Task brief: Reproduce every record below exactly as it appears.

Data:
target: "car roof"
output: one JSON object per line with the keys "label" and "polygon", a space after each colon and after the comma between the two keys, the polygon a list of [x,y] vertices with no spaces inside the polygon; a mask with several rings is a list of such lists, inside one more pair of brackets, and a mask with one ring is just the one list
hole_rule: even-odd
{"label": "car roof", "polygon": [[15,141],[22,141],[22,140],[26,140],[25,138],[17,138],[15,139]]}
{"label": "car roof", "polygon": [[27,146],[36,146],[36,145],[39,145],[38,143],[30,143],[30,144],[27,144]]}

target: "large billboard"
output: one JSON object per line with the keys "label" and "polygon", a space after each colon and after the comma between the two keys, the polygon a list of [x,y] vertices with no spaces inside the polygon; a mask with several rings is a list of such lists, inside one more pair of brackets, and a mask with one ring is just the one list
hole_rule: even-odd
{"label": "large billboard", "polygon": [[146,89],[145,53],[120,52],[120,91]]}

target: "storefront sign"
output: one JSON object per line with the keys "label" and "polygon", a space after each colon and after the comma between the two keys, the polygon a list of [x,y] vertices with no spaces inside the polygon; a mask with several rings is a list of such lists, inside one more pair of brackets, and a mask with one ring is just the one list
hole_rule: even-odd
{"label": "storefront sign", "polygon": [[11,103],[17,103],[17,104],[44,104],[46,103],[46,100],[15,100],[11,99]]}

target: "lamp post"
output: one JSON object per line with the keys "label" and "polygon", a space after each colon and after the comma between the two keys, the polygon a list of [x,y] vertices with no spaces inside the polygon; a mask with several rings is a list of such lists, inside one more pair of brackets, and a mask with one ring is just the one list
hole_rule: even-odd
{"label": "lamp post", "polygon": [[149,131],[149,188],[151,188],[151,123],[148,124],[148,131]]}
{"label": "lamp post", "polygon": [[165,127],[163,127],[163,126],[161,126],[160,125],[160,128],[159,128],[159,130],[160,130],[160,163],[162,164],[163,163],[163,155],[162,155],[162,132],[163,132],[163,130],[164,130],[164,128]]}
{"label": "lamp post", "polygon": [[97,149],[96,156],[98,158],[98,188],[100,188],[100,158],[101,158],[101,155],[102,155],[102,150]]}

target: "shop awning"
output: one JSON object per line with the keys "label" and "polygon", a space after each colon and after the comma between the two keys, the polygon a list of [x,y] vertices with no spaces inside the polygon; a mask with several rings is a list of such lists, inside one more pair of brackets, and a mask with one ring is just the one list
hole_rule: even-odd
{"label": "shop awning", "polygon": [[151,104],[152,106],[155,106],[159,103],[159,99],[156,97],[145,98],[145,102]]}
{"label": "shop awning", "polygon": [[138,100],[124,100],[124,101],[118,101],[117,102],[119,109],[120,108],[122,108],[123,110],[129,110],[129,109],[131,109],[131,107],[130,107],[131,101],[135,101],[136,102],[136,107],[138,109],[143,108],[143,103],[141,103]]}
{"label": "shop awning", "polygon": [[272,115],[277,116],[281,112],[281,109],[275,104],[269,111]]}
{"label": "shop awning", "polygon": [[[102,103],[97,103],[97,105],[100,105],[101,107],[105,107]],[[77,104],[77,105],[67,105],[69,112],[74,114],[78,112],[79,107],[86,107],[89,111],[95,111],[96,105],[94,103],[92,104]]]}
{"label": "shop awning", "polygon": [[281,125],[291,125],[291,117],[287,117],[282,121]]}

Response to this task:
target: "car roof"
output: one JSON object per line with the keys "label" and "polygon", a space after each colon and after the comma between the two keys, the polygon a list of [x,y] vertices with no spaces inside the polygon; a mask with several rings is a list of such lists, inside one more pair of brackets, and a mask with one ring is just the one list
hole_rule: even-odd
{"label": "car roof", "polygon": [[15,141],[22,141],[22,140],[26,140],[25,138],[17,138],[15,139]]}
{"label": "car roof", "polygon": [[27,146],[36,146],[36,145],[39,145],[38,143],[30,143],[30,144],[27,144]]}

target: "large billboard"
output: one JSON object per line with the keys "label" and "polygon", a space after each colon and after the comma between the two keys, the polygon a list of [x,y] vertices with no spaces inside the polygon; a mask with several rings is a list of such lists, inside one more pair of brackets, and a mask with one ring is just the one list
hole_rule: even-odd
{"label": "large billboard", "polygon": [[146,89],[145,53],[120,52],[120,91]]}

target: "storefront sign"
output: one JSON object per line with the keys "label" and "polygon", a space after each colon and after the comma between the two keys, the polygon a list of [x,y] vertices with no spaces inside the polygon; a mask with several rings is a list of such lists, inside one more pair of brackets, and a mask with one ring is just the one list
hole_rule: even-odd
{"label": "storefront sign", "polygon": [[11,103],[17,103],[17,104],[44,104],[46,103],[46,100],[15,100],[11,99]]}

target: "lamp post"
output: one JSON object per line with the keys "label" and "polygon", a space after each colon and after the comma between the two keys, the polygon a list of [x,y] vertices with no spaces inside the polygon; a mask with several rings is a list of such lists, inside one more pair of brackets, and a mask with one ring is just the one list
hole_rule: even-odd
{"label": "lamp post", "polygon": [[149,131],[149,188],[151,188],[151,123],[148,124],[148,131]]}
{"label": "lamp post", "polygon": [[165,127],[163,127],[163,126],[161,126],[160,125],[160,128],[159,128],[159,130],[160,130],[160,163],[162,164],[163,163],[163,155],[162,155],[162,132],[163,132],[163,130],[164,130],[164,128]]}
{"label": "lamp post", "polygon": [[97,149],[96,156],[98,158],[98,188],[100,188],[100,158],[101,158],[101,155],[102,155],[102,150]]}

target: "shop awning"
output: one JSON object per line with the keys "label" and "polygon", a space after each colon and after the comma between the two keys, the polygon a list of [x,y] vertices with no spaces inside the polygon; a mask with several rings is a list of such lists, inside one more pair of brackets, and a mask with one ring is just the one list
hole_rule: even-odd
{"label": "shop awning", "polygon": [[151,104],[152,106],[155,106],[159,103],[159,99],[156,97],[145,98],[145,102]]}
{"label": "shop awning", "polygon": [[138,100],[124,100],[124,101],[118,101],[117,102],[119,109],[120,108],[122,108],[123,110],[129,110],[129,109],[131,109],[131,107],[130,107],[131,101],[135,101],[136,102],[136,107],[138,109],[143,108],[143,103],[141,103]]}
{"label": "shop awning", "polygon": [[272,115],[277,116],[281,112],[281,109],[275,104],[269,111]]}
{"label": "shop awning", "polygon": [[[102,103],[97,103],[97,105],[100,105],[101,107],[105,107]],[[77,104],[77,105],[67,105],[69,112],[74,114],[78,112],[79,107],[86,107],[89,111],[95,111],[96,105],[94,103],[92,104]]]}
{"label": "shop awning", "polygon": [[281,125],[291,125],[291,117],[287,117],[282,121]]}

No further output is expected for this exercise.